* Data entries
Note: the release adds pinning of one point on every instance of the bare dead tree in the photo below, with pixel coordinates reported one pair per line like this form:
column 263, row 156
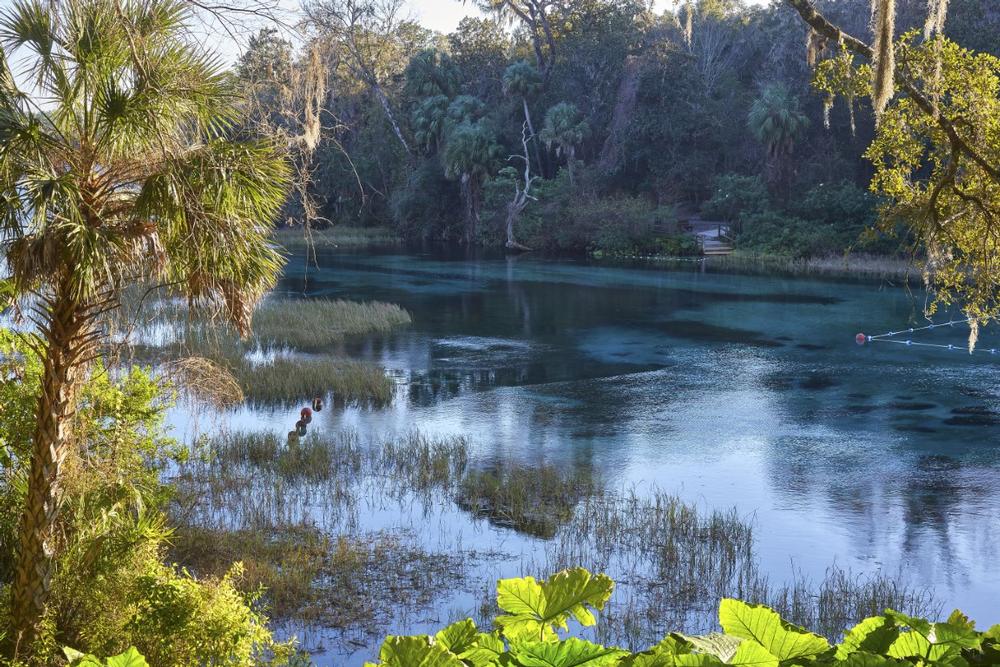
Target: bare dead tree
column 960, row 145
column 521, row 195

* Exercise details
Could you return every line of the data above word for word, omitting the picture?

* Written response
Note: the release adds pinning of one point on every instance of the bare dead tree in the photo below, with pixel coordinates reported one pair per line like this form:
column 263, row 156
Target: bare dead tree
column 960, row 145
column 521, row 195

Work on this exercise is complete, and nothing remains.